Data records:
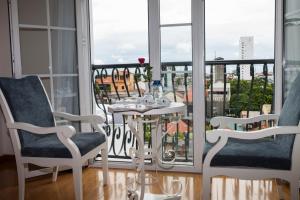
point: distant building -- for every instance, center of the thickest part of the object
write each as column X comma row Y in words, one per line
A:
column 119, row 85
column 218, row 98
column 218, row 74
column 246, row 52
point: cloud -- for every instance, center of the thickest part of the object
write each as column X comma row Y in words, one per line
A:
column 120, row 29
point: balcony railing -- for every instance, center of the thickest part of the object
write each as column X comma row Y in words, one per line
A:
column 227, row 93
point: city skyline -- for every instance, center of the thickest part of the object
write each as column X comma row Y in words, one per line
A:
column 121, row 37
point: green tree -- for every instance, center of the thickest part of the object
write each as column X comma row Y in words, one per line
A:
column 254, row 100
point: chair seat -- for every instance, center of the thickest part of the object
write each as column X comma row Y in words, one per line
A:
column 260, row 153
column 51, row 147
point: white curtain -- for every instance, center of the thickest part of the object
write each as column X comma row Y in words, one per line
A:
column 291, row 42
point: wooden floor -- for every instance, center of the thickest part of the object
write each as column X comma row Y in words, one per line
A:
column 41, row 188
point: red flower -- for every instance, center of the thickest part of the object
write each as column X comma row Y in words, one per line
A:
column 141, row 60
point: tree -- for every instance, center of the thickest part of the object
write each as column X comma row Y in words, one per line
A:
column 245, row 100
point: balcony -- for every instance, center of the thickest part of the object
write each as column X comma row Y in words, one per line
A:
column 233, row 97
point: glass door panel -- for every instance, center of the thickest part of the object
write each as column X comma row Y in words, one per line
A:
column 62, row 13
column 34, row 51
column 176, row 72
column 175, row 12
column 64, row 52
column 291, row 42
column 32, row 12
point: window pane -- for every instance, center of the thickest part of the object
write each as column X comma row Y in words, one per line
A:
column 227, row 21
column 172, row 12
column 64, row 53
column 34, row 51
column 47, row 86
column 292, row 43
column 176, row 44
column 62, row 13
column 120, row 31
column 66, row 94
column 32, row 12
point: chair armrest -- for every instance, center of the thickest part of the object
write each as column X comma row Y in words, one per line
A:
column 223, row 122
column 94, row 120
column 63, row 133
column 87, row 118
column 66, row 131
column 220, row 137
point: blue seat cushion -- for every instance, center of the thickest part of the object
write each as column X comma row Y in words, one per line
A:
column 265, row 152
column 28, row 103
column 260, row 153
column 51, row 147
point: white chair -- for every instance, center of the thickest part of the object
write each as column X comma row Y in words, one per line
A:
column 36, row 139
column 268, row 153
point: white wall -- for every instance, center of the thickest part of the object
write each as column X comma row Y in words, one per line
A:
column 5, row 70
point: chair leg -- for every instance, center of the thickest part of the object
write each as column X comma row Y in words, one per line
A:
column 77, row 178
column 104, row 154
column 294, row 189
column 206, row 183
column 21, row 180
column 54, row 175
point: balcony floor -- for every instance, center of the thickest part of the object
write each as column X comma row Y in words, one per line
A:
column 43, row 188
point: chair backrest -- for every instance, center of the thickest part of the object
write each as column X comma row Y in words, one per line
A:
column 28, row 102
column 290, row 115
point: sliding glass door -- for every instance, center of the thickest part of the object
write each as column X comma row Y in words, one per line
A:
column 45, row 44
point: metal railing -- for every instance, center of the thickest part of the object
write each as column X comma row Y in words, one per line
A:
column 117, row 81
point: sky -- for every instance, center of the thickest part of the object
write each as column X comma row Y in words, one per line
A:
column 120, row 29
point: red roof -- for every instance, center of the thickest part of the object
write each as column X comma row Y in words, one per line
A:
column 182, row 127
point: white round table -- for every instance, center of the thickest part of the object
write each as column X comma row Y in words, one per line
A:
column 137, row 128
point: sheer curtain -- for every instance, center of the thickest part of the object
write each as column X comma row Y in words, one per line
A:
column 292, row 42
column 64, row 55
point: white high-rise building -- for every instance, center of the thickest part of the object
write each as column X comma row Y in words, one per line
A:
column 246, row 53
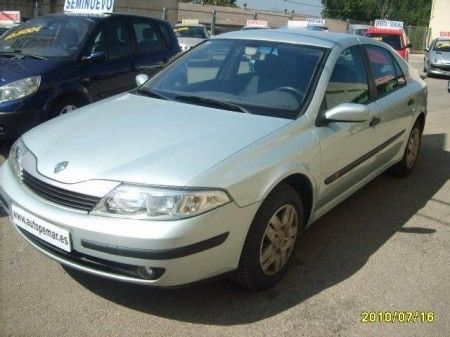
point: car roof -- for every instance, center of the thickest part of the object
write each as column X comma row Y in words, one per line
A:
column 291, row 35
column 189, row 25
column 386, row 31
column 356, row 26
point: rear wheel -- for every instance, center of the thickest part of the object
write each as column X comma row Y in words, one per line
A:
column 271, row 239
column 411, row 154
column 65, row 105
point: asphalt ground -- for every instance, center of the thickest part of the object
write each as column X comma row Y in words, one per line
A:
column 385, row 249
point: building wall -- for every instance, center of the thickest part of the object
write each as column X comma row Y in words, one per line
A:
column 440, row 18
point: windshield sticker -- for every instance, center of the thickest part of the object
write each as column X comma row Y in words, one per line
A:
column 443, row 44
column 23, row 32
column 384, row 79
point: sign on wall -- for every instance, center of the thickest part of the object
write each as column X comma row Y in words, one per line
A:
column 89, row 6
column 389, row 24
column 257, row 23
column 297, row 24
column 316, row 21
column 10, row 16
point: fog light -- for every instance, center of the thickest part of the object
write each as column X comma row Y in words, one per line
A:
column 149, row 273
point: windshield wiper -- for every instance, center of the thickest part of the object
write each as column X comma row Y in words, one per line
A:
column 23, row 54
column 212, row 103
column 148, row 92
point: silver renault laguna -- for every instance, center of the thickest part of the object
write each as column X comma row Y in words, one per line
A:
column 218, row 163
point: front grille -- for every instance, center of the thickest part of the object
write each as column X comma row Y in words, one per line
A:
column 58, row 195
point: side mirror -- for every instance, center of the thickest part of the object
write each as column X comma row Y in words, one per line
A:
column 141, row 79
column 96, row 56
column 348, row 112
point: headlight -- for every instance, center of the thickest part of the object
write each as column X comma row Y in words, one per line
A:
column 16, row 155
column 154, row 203
column 19, row 89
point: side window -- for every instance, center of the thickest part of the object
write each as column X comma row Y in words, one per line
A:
column 348, row 82
column 148, row 38
column 113, row 39
column 165, row 29
column 386, row 72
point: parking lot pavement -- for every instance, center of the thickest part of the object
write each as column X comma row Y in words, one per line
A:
column 387, row 248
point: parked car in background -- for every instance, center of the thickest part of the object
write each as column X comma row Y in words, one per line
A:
column 437, row 57
column 356, row 29
column 54, row 64
column 396, row 38
column 190, row 34
column 217, row 164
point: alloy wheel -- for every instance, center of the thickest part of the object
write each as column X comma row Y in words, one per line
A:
column 279, row 239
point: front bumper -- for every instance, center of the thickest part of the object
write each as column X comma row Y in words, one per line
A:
column 184, row 251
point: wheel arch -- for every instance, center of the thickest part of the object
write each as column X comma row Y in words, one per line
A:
column 304, row 184
column 79, row 92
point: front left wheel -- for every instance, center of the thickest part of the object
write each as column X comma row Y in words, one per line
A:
column 271, row 239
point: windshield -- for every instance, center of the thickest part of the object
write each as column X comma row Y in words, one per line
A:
column 190, row 31
column 360, row 31
column 442, row 45
column 259, row 77
column 47, row 37
column 393, row 40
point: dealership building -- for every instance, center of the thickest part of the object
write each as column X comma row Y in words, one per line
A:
column 440, row 19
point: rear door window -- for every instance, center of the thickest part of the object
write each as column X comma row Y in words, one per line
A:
column 148, row 36
column 393, row 40
column 113, row 39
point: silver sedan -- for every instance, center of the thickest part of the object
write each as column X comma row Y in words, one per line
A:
column 217, row 164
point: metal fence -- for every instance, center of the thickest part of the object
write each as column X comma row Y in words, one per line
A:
column 418, row 36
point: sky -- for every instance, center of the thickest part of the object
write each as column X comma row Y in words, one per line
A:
column 299, row 6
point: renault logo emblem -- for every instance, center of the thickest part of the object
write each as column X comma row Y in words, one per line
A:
column 61, row 166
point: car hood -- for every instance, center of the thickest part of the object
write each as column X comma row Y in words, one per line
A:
column 13, row 69
column 190, row 41
column 143, row 140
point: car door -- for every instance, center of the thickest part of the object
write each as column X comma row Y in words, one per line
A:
column 115, row 73
column 347, row 147
column 396, row 100
column 152, row 50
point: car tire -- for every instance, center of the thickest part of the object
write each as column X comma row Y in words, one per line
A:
column 284, row 204
column 411, row 154
column 64, row 105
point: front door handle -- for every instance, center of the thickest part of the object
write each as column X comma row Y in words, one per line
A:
column 374, row 121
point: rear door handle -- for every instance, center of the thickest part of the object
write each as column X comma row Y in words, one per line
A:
column 374, row 121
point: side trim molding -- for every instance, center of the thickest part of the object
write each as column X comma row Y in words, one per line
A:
column 360, row 160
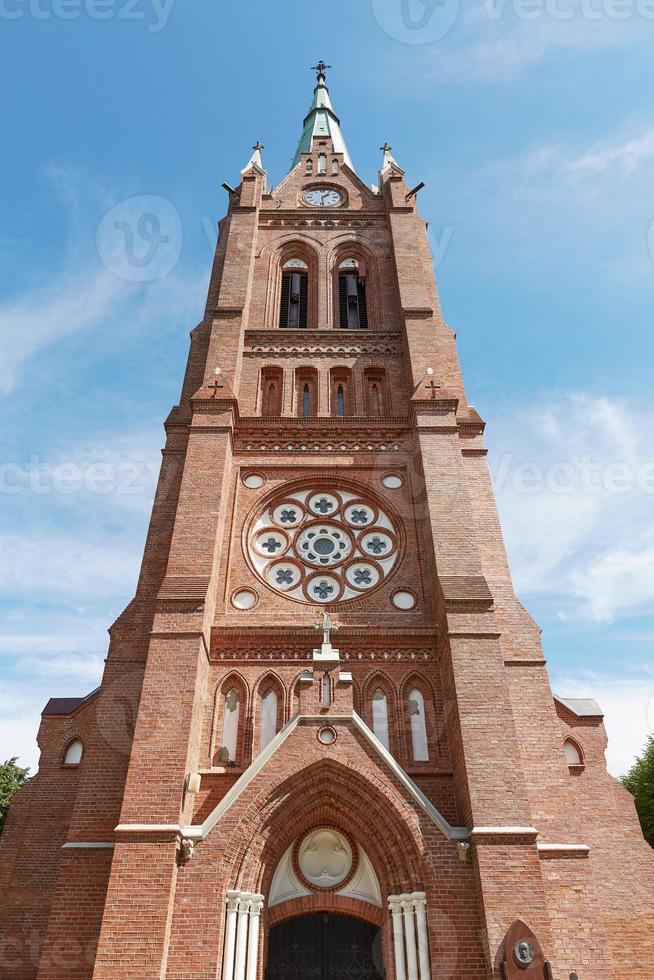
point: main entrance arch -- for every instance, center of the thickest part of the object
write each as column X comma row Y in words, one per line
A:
column 324, row 946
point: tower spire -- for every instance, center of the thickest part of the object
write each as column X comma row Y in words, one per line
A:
column 255, row 160
column 321, row 120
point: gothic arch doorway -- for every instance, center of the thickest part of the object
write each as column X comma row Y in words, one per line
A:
column 324, row 946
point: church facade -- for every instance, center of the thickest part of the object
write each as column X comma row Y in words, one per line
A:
column 325, row 742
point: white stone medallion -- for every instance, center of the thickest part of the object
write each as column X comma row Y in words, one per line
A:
column 325, row 859
column 323, row 546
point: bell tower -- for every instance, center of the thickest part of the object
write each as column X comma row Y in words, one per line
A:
column 325, row 741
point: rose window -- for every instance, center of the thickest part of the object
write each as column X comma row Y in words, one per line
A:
column 323, row 546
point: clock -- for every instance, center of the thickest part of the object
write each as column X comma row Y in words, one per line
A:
column 323, row 197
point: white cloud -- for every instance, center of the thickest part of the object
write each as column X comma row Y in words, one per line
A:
column 85, row 293
column 30, row 324
column 555, row 204
column 574, row 479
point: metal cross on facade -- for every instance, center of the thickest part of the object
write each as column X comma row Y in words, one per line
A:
column 327, row 626
column 320, row 68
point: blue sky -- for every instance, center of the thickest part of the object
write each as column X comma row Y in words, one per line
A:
column 532, row 126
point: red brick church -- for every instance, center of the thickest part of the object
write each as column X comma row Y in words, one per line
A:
column 325, row 743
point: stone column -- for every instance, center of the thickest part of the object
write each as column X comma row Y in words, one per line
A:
column 410, row 938
column 420, row 904
column 230, row 935
column 398, row 936
column 242, row 935
column 253, row 937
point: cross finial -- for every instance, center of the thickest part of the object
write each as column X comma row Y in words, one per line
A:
column 327, row 626
column 321, row 69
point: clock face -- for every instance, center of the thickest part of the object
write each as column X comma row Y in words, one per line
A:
column 322, row 197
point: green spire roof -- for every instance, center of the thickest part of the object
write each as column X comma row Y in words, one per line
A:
column 322, row 121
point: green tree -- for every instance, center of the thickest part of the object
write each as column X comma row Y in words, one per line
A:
column 640, row 783
column 12, row 778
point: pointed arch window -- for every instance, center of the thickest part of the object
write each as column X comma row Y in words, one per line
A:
column 231, row 716
column 271, row 392
column 376, row 392
column 380, row 717
column 418, row 726
column 269, row 705
column 295, row 295
column 572, row 753
column 306, row 392
column 353, row 306
column 326, row 698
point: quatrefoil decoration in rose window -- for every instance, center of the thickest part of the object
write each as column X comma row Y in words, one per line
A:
column 323, row 546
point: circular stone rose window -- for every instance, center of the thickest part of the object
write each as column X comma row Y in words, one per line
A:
column 323, row 546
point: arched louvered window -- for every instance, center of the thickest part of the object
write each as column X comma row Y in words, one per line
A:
column 295, row 296
column 572, row 753
column 271, row 392
column 380, row 717
column 231, row 714
column 418, row 726
column 268, row 718
column 353, row 307
column 74, row 753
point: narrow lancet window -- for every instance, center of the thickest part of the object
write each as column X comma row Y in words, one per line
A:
column 326, row 698
column 418, row 727
column 268, row 719
column 380, row 717
column 229, row 741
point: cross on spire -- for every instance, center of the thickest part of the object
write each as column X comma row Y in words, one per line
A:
column 327, row 626
column 321, row 69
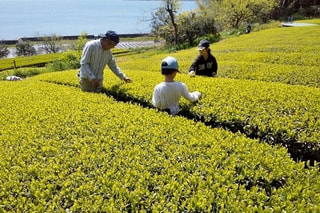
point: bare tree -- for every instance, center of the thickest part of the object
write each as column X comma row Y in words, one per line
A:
column 25, row 48
column 51, row 44
column 171, row 8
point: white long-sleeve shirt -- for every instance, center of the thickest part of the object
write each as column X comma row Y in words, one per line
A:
column 166, row 95
column 94, row 59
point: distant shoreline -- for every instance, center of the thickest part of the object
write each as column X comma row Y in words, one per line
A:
column 73, row 37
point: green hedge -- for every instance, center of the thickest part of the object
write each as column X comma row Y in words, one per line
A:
column 66, row 150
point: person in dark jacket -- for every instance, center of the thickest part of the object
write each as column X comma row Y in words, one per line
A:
column 205, row 64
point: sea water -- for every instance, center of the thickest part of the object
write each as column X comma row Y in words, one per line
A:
column 30, row 18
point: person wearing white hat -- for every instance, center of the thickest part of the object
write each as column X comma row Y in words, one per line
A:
column 95, row 56
column 205, row 64
column 167, row 94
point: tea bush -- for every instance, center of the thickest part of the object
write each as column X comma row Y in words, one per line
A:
column 66, row 150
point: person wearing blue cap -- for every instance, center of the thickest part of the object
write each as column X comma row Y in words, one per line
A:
column 95, row 56
column 205, row 64
column 167, row 94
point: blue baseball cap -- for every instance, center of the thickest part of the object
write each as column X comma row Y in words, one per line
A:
column 203, row 44
column 168, row 65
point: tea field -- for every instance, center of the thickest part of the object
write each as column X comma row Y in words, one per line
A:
column 246, row 146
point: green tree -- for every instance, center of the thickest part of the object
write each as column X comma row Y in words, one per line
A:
column 192, row 26
column 233, row 13
column 164, row 23
column 3, row 50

Written task: Print only the lines from the one with "point: blue baseball" to the end of the records, both included.

Answer to the exercise:
point: blue baseball cap -- for every instance, center of the thickest part of the object
write each as column X comma row Y in words, one per line
A:
column 203, row 44
column 168, row 65
point: tea field -- for every instance, center of the thickest part of the object
write each as column X comma row Y in words, one per line
A:
column 246, row 146
point: green tree -- for every instance, center of the thickest part of the object
write each as column X comma row Y in words, one per line
A:
column 192, row 26
column 233, row 13
column 164, row 23
column 3, row 50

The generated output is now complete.